• _What you will do_
Return every item below word for word, keeping each line unchanged and in its original order.

[Source data]

=-=-=-=-=

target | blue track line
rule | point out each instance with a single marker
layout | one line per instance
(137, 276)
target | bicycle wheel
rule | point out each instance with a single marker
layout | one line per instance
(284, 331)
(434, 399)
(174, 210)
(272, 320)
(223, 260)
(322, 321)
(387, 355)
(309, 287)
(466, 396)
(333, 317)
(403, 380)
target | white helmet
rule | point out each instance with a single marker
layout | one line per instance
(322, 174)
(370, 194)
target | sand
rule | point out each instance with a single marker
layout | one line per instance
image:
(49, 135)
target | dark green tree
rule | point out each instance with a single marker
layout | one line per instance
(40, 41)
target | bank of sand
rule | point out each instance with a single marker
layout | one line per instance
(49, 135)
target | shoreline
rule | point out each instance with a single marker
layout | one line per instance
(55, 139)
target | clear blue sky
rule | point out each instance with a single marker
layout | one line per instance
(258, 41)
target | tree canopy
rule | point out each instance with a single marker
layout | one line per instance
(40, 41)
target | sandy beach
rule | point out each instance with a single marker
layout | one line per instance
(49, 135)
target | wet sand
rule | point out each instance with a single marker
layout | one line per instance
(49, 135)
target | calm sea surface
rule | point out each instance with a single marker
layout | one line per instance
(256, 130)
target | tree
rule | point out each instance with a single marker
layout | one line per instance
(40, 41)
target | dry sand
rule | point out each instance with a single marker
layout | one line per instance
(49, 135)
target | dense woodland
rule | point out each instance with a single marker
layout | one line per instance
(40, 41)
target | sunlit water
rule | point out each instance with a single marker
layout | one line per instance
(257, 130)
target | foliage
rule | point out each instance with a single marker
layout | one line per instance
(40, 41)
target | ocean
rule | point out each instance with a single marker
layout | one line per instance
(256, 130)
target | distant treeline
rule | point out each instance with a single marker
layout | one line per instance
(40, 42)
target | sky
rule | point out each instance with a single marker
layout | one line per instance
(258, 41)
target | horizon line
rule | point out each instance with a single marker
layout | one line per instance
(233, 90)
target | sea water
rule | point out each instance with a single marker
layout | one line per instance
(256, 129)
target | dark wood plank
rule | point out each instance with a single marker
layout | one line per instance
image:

=-=-=-=-=

• _Full answer_
target | blue track line
rule | point out each instance with a single marker
layout | one line per instance
(137, 276)
target | bicycle wheel
rule | point out each instance with a single marker
layout | one line per instance
(284, 331)
(434, 399)
(174, 210)
(272, 320)
(223, 260)
(322, 321)
(387, 355)
(309, 287)
(466, 396)
(333, 317)
(403, 380)
target | white helmet
rule | point out each instance with a single marker
layout | one line per instance
(322, 174)
(370, 194)
target | sand
rule | point out each instance with a single marker
layout | one line per instance
image:
(49, 135)
target | dark green tree
rule | point out each instance with a single marker
layout | one line per instance
(40, 41)
target | bank of sand
rule | point out each instance with a single marker
layout | one line per instance
(49, 135)
target | shoreline
rule | point out each instance with a single marker
layout | one line per instance
(55, 139)
target | clear blue sky
rule | point out each instance with a single marker
layout | one line per instance
(258, 41)
target | tree canopy
rule | point out each instance with a single marker
layout | one line per instance
(40, 41)
target | sandy beach
rule | point out each instance with a single marker
layout | one line per instance
(49, 135)
target | wet sand
rule | point out each instance with a single marker
layout | one line per instance
(49, 135)
target | calm sea surface
rule | point out each instance with a single marker
layout | one line per instance
(256, 130)
target | tree
rule | point out each instance with a single marker
layout | one line per instance
(40, 41)
target | dry sand
rule | point out each instance with a single marker
layout | one line per instance
(49, 135)
target | dense woodland
rule | point out each instance with a single marker
layout | one line per instance
(40, 41)
target | sunlit water
rule | point out each instance with a single marker
layout | one line per instance
(257, 130)
target | foliage
rule | point out each instance with a single marker
layout | one line per instance
(40, 41)
target | ocean
rule | point out each instance with a single marker
layout | one line per instance
(256, 130)
target | distant treeline
rule | point out each instance with a single marker
layout | one line per instance
(40, 42)
target | sky
rule | point out each instance with a single marker
layout | one line per instance
(258, 41)
target | horizon line
rule | point out each instance with a single marker
layout | one line per instance
(233, 90)
target | sea water
rule | point out each instance with a single marker
layout | one line per instance
(256, 129)
target | dark wood plank
rule | point out each instance with a single marker
layout | one line per instance
image:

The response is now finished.